• EXERCISE TEXT:

::::::::::

Since the above models for phage selection are largely based on host-phage genotype matching, these models would likely struggle to predict the effects of novel resistance mutations outside the training data. Training data are often comprised of a variety of strains of bacteria and phages representing a coarse sampling of genetic variation, but fine genetic variation (such as point mutations) arising during phage-bacteria coevolution can modulate infection outcome. Bacterial evolution of resistance to phage is frequently observed in clinical phage therapy settings (Schooley et al., 2017; Pirnay et al., 2024) and in the laboratory (Luria and Delbrück, 1943; Meyer et al., 2012). Experimental coevolution of bacteria and phages has revealed not only phages’ ability to evolve counter-resistance, but the potential for long-term evolutionary and ecological conflict between phage and bacteria (Borin et al., 2021, 2023; Shaer Tamar and Kishony, 2022; Chen et al., 2024). By experimentally identifying how to position phage with an early evolutionary advantage in the microbial arms race, coevolutionary phage training has the potential to improve the effectiveness of phage therapy (Borin et al., 2021). Recent advances have used machine learning (e.g., L1-penalized logistic regression) to predict the outcome of fine genetic variation in mutation profiles within coevolutionary PBINs assembled through experimental coevolution (Shaer Tamar and Kishony, 2022; Lucia-Sanz et al., 2024). A future challenge will be to combine insights gained through these analyses of fine-scaled genetic variation in laboratory coevolution with predictive models trained on more coarse genetic variation at the strain level observed across natural isolates. Furthermore, while most of the effort in this space has focused on understanding phage-bacteria interactions at the attachment step, which appears to provide the strongest predictive power for infectivity (Boeckaerts et al., 2024; Gaborieau et al., 2024), future work should identify how phage-bacteria interactions downstream of attachment modulate phage activity in ways that could improve efficacy of phage therapy.

::::::::::

• DATA SHOWN:
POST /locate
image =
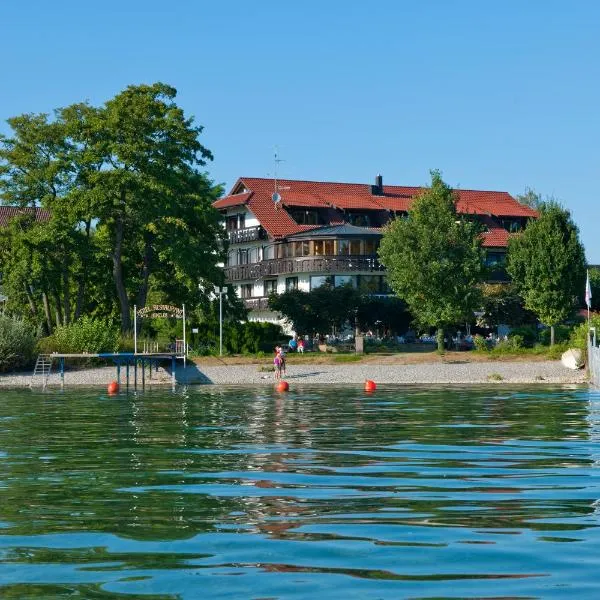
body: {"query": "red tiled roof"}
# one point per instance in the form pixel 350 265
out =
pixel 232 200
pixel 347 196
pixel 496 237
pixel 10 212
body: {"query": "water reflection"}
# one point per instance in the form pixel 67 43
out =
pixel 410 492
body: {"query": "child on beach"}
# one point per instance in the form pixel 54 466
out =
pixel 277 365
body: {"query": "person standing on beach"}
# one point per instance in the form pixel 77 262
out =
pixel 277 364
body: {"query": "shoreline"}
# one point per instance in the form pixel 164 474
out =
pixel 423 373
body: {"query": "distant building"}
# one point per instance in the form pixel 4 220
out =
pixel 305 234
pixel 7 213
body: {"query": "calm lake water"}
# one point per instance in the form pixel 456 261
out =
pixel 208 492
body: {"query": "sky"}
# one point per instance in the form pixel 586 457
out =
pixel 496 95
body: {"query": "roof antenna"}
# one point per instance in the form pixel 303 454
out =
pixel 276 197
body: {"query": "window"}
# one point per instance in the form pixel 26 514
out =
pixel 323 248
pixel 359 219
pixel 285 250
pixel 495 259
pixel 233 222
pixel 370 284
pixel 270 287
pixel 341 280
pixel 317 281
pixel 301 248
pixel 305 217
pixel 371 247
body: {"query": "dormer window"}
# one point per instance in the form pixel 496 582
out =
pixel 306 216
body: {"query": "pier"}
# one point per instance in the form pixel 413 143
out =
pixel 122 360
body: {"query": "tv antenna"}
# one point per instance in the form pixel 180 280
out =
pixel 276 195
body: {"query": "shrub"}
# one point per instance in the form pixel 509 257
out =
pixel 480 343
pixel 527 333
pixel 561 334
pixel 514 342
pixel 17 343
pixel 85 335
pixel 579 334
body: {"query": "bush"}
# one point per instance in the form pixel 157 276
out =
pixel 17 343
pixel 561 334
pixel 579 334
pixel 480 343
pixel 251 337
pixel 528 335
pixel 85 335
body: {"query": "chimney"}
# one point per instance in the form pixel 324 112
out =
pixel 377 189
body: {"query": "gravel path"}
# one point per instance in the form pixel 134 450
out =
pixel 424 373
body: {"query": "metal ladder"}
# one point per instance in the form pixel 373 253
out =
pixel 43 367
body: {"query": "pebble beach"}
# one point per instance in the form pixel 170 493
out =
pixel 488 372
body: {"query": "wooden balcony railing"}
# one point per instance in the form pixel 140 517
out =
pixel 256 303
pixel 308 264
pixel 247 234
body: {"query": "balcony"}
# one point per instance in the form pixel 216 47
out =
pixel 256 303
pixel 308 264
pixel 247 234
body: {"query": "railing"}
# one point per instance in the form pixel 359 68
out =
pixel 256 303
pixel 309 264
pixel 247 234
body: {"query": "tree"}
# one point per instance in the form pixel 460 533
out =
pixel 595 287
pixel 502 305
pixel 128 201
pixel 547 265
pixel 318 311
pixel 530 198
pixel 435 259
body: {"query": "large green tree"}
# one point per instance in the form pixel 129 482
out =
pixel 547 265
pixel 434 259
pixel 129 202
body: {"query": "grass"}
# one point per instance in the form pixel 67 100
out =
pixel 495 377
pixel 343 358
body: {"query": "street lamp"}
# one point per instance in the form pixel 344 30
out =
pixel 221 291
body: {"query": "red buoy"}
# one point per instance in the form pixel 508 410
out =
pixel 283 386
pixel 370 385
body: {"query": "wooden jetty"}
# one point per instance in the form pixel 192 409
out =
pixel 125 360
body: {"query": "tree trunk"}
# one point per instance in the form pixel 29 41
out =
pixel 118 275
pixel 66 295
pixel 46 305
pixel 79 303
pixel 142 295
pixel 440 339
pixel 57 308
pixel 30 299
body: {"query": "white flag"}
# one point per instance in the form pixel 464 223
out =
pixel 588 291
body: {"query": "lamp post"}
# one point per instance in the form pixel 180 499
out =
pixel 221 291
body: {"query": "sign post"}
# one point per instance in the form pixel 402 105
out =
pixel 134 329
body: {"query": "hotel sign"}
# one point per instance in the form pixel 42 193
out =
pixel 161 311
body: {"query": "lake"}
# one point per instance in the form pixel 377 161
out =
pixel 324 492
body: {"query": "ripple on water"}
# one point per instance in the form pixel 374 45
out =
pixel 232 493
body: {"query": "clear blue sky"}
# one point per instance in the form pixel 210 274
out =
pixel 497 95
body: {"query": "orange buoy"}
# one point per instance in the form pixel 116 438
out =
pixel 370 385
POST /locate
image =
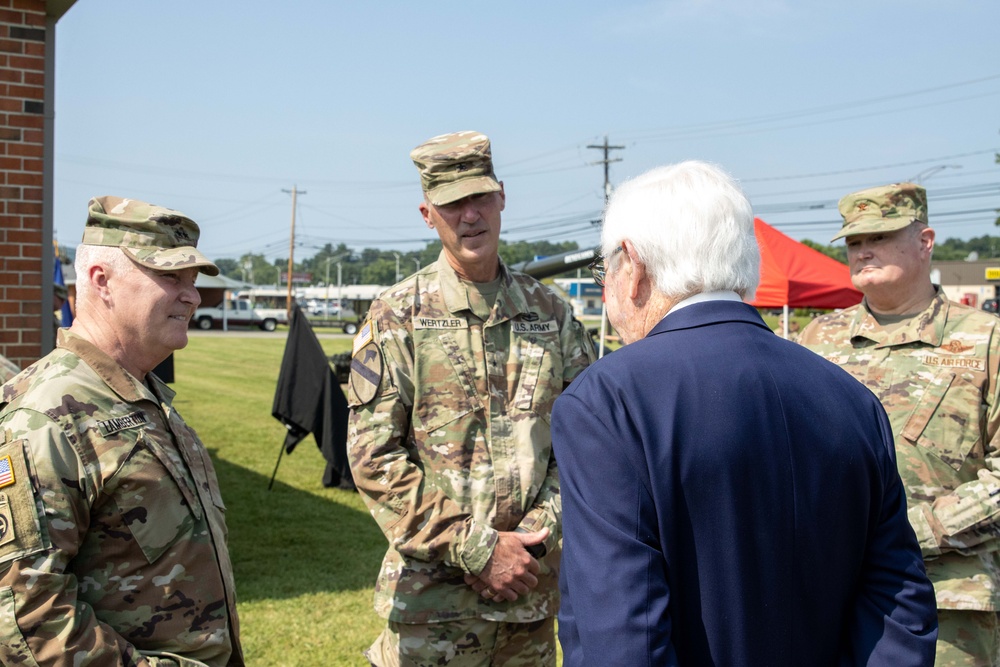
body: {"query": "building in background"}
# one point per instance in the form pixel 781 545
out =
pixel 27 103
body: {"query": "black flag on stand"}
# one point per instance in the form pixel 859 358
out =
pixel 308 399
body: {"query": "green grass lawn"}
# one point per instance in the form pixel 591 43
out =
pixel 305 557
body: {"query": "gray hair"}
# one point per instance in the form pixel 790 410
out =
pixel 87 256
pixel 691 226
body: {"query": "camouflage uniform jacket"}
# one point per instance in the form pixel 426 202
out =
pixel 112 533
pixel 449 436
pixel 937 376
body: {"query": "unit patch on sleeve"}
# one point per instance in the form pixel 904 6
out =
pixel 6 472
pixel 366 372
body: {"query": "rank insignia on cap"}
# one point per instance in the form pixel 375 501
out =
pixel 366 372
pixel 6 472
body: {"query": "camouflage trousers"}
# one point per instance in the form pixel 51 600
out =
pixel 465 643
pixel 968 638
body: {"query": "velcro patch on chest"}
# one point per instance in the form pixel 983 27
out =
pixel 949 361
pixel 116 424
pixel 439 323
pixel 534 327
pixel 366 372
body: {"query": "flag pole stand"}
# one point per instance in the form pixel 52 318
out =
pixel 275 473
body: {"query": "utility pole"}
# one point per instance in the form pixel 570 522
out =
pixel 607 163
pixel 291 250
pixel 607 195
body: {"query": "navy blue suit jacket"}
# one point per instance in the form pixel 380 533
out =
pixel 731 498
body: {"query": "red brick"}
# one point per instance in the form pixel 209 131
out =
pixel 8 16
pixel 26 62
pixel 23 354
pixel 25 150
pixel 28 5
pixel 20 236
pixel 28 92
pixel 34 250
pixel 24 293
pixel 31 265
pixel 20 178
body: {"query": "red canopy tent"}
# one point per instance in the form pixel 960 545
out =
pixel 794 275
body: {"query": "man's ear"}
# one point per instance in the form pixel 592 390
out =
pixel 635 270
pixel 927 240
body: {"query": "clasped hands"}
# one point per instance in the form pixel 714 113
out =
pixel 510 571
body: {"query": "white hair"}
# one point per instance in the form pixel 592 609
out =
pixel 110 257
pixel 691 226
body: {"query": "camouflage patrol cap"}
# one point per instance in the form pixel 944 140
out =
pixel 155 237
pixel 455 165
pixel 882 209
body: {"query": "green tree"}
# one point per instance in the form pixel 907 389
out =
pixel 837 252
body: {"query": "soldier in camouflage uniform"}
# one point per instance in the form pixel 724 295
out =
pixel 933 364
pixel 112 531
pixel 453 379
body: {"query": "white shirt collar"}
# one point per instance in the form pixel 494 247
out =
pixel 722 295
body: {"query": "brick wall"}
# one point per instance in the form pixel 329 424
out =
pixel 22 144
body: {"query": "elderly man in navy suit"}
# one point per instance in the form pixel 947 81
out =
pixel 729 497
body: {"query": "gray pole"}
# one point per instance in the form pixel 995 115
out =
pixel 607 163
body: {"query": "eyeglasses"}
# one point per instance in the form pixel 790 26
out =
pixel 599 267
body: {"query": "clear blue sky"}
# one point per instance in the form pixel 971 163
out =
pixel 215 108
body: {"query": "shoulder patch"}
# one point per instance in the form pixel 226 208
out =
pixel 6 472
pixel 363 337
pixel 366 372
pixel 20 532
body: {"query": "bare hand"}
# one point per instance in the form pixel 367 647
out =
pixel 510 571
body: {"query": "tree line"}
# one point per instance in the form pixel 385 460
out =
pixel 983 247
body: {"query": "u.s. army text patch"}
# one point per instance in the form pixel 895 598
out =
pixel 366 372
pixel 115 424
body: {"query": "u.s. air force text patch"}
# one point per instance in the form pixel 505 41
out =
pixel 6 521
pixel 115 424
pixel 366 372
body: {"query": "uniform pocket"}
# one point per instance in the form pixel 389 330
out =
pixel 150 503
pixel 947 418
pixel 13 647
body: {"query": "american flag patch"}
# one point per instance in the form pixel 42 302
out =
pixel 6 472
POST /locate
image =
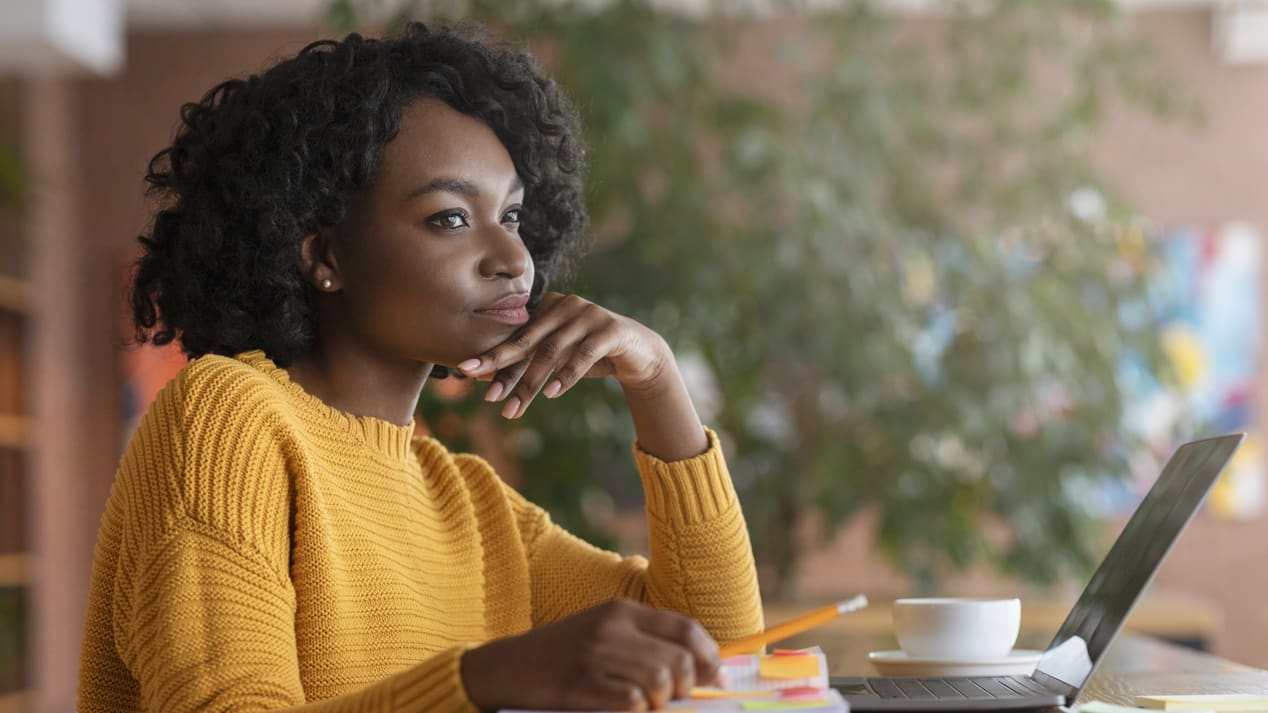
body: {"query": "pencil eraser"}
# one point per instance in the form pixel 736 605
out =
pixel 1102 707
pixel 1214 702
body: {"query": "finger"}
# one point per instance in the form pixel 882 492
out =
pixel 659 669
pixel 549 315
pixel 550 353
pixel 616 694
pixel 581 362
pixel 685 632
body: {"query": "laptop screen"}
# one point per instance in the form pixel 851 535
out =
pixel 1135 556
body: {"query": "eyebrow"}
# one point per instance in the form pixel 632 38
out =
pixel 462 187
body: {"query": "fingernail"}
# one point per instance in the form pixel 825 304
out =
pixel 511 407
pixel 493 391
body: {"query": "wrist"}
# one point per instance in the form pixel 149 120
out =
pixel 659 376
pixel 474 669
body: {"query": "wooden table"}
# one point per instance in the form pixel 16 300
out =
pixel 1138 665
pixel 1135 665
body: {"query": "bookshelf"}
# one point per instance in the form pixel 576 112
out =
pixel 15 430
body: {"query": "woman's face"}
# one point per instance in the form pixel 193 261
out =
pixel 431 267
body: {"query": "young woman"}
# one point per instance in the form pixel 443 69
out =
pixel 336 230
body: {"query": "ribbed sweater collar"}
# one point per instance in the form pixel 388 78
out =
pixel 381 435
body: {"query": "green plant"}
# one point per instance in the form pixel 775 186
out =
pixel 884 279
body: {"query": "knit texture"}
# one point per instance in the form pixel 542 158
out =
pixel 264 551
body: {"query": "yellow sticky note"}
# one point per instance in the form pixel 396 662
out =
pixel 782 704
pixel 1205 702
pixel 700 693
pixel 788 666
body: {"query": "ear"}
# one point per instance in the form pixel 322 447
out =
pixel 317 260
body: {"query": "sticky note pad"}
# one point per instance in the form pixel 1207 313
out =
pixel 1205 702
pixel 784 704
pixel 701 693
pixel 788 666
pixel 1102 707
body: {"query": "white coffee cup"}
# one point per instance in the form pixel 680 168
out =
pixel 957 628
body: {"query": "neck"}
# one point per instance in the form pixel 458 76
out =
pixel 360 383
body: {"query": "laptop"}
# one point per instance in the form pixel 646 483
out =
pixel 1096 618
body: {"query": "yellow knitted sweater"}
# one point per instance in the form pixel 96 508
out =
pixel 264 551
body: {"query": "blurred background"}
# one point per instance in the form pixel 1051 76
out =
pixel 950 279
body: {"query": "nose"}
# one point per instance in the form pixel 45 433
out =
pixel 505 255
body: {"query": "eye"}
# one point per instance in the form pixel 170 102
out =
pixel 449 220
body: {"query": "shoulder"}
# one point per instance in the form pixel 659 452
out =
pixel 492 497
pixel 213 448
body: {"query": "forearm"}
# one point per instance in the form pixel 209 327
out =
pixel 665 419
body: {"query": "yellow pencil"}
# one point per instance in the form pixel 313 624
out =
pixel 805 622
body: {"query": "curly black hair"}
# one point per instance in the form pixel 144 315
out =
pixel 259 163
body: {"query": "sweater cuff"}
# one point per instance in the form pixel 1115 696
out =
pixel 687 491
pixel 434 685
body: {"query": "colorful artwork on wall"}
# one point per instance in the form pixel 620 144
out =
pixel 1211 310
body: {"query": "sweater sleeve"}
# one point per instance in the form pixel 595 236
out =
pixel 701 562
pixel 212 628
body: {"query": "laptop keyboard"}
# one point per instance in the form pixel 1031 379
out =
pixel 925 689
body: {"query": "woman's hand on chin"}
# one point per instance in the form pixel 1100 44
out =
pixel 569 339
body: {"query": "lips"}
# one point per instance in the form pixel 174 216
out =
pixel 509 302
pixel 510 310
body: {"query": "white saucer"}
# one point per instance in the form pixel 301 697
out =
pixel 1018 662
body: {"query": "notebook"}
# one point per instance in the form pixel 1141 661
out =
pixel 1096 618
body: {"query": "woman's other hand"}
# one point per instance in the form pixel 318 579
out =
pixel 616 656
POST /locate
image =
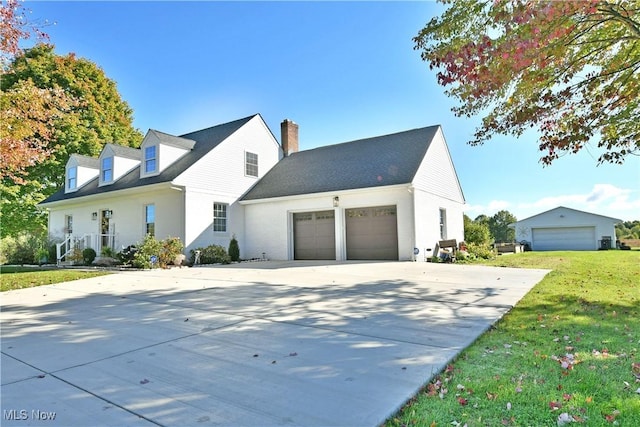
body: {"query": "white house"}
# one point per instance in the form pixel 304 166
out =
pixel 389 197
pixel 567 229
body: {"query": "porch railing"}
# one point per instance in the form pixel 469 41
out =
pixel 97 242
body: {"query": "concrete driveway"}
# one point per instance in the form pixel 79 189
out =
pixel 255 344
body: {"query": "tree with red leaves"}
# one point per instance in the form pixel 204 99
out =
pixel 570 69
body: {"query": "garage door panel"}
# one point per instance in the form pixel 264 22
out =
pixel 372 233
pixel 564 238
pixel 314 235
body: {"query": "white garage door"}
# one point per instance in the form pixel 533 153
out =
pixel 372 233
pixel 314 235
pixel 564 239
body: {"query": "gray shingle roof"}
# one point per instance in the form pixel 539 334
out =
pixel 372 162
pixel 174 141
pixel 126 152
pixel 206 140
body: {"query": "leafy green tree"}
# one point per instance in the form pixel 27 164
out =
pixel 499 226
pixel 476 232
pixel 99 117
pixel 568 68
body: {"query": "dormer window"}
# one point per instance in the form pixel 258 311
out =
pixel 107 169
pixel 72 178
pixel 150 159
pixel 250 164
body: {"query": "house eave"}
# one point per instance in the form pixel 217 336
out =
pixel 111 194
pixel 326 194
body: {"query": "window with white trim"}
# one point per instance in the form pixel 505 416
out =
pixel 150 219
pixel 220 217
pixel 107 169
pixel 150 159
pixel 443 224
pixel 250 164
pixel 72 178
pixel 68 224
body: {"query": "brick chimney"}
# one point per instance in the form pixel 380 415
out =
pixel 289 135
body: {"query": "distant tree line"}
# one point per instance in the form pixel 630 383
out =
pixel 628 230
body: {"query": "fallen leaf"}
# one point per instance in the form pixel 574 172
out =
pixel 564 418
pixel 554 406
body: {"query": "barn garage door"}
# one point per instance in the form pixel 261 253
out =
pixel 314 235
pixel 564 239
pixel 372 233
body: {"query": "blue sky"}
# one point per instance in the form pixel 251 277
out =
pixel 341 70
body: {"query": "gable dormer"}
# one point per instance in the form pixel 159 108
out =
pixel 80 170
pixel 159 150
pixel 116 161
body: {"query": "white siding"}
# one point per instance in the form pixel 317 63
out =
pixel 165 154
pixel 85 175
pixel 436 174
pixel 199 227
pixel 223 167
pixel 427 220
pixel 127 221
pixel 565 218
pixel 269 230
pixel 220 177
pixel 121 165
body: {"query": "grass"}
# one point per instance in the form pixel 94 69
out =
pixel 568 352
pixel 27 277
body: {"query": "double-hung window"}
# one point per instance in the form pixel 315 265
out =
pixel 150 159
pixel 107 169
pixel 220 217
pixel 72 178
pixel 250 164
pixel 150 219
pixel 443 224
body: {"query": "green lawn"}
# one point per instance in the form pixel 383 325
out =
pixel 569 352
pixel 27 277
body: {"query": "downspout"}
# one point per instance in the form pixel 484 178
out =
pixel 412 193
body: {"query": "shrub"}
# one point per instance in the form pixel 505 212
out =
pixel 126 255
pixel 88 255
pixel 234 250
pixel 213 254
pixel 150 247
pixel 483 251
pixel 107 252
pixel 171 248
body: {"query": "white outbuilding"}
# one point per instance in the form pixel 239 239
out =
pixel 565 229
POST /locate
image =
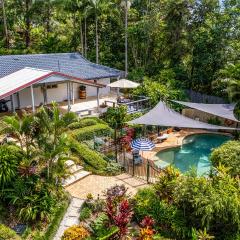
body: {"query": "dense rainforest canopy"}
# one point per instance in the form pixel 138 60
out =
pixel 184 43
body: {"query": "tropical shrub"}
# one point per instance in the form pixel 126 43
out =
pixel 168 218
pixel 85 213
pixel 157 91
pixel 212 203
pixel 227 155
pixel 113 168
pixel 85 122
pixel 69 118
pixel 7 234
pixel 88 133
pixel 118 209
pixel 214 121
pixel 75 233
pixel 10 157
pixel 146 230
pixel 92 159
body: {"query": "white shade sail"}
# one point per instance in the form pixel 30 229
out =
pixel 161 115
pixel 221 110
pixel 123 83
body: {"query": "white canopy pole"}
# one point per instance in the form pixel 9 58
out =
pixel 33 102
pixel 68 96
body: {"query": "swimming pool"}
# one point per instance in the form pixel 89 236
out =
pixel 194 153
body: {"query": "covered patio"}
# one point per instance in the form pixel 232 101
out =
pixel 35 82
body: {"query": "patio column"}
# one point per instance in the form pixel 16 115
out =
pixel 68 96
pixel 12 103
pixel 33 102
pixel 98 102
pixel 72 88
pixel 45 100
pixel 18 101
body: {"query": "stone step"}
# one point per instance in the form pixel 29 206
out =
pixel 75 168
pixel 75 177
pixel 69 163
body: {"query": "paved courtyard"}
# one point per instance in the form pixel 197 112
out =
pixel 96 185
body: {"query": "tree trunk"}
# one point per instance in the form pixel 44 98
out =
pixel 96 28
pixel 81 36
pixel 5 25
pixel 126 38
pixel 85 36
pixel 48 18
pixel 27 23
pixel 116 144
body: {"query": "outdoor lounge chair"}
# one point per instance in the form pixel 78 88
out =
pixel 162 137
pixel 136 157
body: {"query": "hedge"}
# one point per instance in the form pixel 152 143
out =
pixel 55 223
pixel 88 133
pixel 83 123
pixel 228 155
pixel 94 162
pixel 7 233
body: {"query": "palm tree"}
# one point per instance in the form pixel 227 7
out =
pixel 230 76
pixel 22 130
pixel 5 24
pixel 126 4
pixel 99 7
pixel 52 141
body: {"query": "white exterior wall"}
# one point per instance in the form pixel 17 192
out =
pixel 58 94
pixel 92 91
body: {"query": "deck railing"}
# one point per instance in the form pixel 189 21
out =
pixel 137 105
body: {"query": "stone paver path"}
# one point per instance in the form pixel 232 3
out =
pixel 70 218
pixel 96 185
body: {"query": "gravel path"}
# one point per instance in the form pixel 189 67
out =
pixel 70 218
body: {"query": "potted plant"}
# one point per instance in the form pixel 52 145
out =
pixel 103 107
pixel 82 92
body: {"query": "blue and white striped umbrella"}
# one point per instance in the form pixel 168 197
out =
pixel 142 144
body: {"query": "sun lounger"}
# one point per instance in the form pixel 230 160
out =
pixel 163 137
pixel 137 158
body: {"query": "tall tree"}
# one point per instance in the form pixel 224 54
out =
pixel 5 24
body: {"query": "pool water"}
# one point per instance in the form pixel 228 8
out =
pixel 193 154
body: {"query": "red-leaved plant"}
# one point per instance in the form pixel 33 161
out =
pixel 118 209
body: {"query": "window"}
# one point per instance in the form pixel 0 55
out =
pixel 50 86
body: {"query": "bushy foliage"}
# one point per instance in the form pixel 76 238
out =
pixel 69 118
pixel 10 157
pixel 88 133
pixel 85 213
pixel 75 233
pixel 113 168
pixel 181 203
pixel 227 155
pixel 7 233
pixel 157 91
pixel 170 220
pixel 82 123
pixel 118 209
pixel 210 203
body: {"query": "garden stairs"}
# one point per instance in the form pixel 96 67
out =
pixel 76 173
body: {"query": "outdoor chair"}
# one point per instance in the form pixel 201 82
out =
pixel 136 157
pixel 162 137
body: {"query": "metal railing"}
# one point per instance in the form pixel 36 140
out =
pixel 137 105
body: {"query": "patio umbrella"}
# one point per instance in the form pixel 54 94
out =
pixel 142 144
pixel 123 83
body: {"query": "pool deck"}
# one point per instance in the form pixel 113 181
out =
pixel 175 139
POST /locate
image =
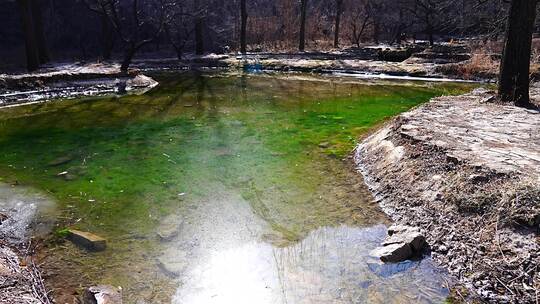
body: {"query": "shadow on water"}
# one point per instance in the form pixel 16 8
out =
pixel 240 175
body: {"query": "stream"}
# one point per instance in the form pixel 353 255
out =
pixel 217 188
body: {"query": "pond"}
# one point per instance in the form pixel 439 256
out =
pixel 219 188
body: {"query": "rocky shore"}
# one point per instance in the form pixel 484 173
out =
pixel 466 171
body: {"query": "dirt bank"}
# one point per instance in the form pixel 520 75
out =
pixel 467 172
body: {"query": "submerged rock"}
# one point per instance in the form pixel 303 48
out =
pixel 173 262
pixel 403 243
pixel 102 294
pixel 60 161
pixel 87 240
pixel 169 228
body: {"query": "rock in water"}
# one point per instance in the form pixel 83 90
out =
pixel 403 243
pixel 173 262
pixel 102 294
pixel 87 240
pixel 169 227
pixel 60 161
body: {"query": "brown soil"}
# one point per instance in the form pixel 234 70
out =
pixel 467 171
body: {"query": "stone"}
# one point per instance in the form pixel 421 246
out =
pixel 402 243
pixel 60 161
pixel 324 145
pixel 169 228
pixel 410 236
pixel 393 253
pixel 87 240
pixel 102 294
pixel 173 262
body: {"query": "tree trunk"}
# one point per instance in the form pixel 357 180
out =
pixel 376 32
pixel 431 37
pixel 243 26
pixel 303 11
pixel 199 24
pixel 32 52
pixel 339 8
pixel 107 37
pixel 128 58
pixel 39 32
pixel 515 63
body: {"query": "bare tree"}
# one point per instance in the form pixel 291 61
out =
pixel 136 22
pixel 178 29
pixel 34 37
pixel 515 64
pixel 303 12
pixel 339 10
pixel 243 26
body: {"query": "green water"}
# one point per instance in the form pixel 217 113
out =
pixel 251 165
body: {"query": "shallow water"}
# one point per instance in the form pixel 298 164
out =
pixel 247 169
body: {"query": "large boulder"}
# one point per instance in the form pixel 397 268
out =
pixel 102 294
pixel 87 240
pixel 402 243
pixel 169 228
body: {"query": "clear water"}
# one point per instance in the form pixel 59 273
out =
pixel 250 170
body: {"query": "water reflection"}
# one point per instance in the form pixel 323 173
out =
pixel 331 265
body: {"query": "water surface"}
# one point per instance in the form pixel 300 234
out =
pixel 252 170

::::::::::

• REQUIREMENT:
In the phage therapy passage, which step of phage-bacteria interaction appears to give the strongest predictive power for infectivity? The rows are separate from the phage therapy passage and are not part of it.

• EXERCISE SOLUTION:
The attachment step.